- REQUESTS
(a) In the TL Drums interview, at about what age did Terry Laurenzio begin customizing and restoring drums?
(b) Write what comes next in the TL Drums interview, picking up right after its final line.

The Drum Shop by Sean Mitchell // January 24 2013
TL Drums

Canadian drum maker Terry Laurenzio has been drumming all his life and prides his company on the truly custom nature of his drums. Every TL drum is finished to incredibly high standards and can easily be considered a masterpiece. What should give a potential TL customer comfort is the knowledge that no two TL drums are alike. Terry graciously took time from his busy schedule to talk drums, wood and the finer points of being a drumsmith.


Terry, tell me how you got into the business of drum manufacturing.

I began customizing and restoring drums when I was about 15, however things really started happening about 12 years ago when I embarked on a journey after becoming obsessed with finding my perfect-sounding snare drum—I’m still on that journey. Of course, there really isn’t such a thing as the “perfect sounding drum”; what sounds great to one person may not sound perfect to someone else. Having my work enjoyed by a fellow drummer is an awesome feeling; it keeps me going!

How does one further their skills in drum making? Is there a school for drumsmiths like there is for luthiers?

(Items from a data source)
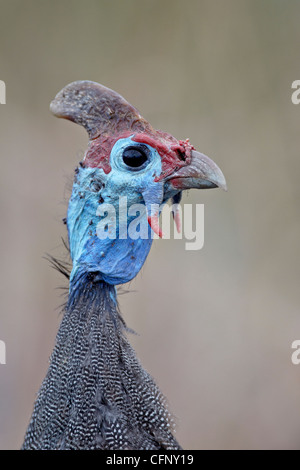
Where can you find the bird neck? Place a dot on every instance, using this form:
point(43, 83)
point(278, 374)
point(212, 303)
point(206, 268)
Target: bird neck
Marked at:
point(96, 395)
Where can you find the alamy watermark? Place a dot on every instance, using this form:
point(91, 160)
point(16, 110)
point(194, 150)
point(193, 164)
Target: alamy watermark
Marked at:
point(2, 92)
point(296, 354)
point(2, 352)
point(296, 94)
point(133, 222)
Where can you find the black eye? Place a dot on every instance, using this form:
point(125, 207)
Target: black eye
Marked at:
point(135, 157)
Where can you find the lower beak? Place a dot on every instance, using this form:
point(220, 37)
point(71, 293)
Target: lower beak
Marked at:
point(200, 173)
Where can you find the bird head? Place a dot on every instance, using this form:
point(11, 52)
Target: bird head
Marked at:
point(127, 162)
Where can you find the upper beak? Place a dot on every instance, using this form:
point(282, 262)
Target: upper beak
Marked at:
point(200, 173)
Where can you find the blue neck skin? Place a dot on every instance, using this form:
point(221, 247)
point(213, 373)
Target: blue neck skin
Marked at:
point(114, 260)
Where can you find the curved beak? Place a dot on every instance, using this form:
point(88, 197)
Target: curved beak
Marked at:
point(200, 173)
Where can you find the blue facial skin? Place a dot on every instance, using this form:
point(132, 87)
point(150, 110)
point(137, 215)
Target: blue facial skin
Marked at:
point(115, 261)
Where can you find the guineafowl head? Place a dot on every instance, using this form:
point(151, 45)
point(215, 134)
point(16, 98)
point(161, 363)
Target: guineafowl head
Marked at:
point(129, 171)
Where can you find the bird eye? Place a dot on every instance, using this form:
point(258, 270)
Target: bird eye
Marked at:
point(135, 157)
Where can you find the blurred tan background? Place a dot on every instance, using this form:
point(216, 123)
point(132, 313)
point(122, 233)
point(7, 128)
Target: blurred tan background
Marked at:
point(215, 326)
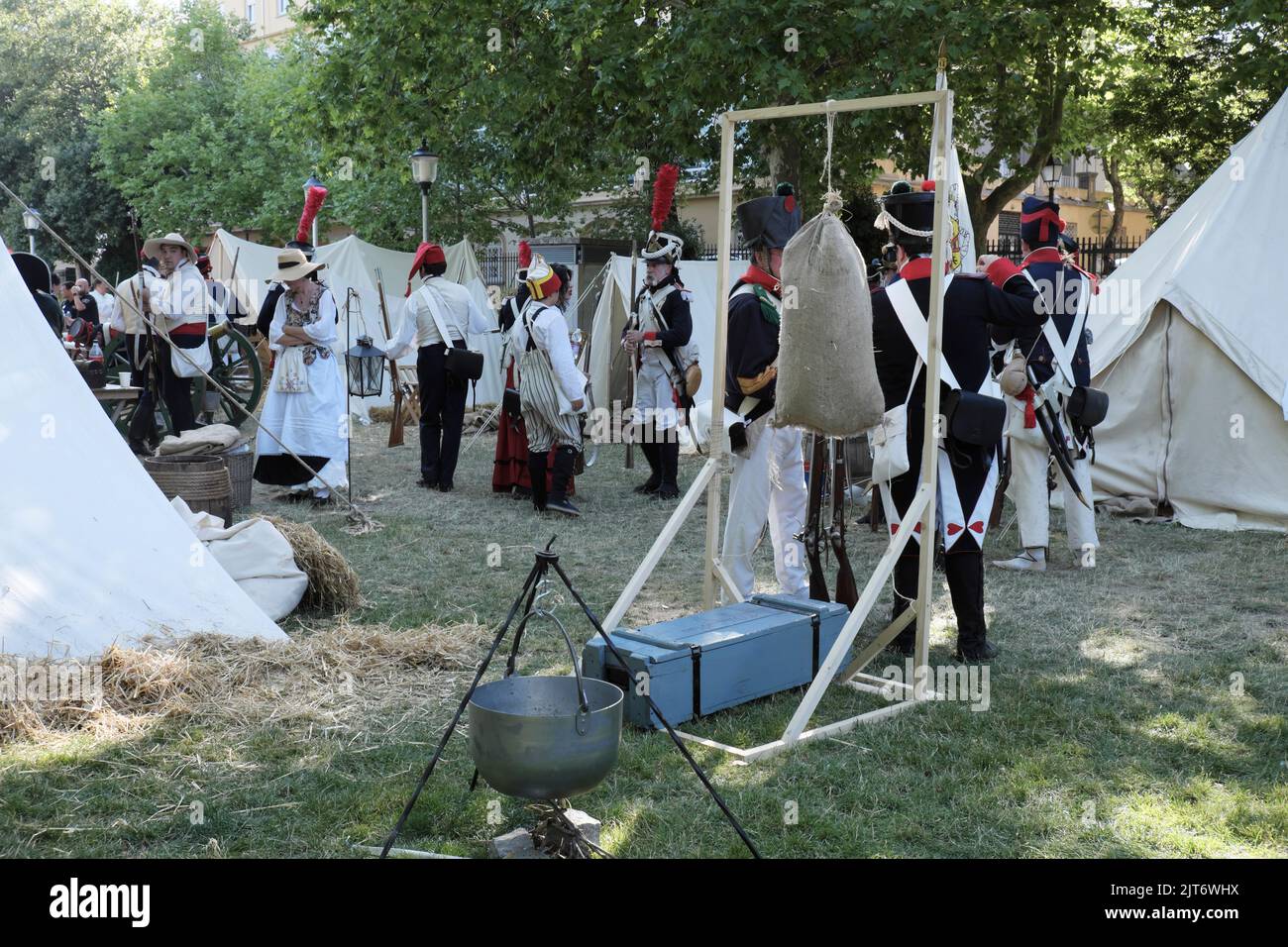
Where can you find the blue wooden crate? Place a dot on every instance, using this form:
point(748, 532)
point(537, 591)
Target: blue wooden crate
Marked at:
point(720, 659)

- THE RESPONSES
(a) At about 15.

(b)
No, I don’t think so, but there is a lot of info out there and some great people that share the same passion. If you do enough digging, you’ll find enough info to get you started. My skills have developed over time, and at the end of the day there is no replacement for hands-on experience. It’s important to keep pushing yourself to further your skills and try new ideas. I’m constantly learning something new and that makes it exciting.

Would you say there are differences between a drum-maker’s ears and the average drummer’s? You must have to develop an incredibly sensitive ear. How do you feel your tastes for drum sounds have changed since you began building drums?

You definitely develop your perception of sound and your ability to distinguish subtle tonal differences that might otherwise go unnoticed to a less-trained ear. My appreciation for drum sounds has broadened dramatically over the years of drum making. People are constantly challenging me to create that sound that they hear in their head. I enjoy this challenge and so far I haven’t had one drum come back for tweaking. I am very proud of that.

Where is your shop located?

I have a small workshop located in central Ottawa, Ontario (Canada).

Can you give us a rundown on some of the materials you use in your line of work? What are your favourite woods to work with?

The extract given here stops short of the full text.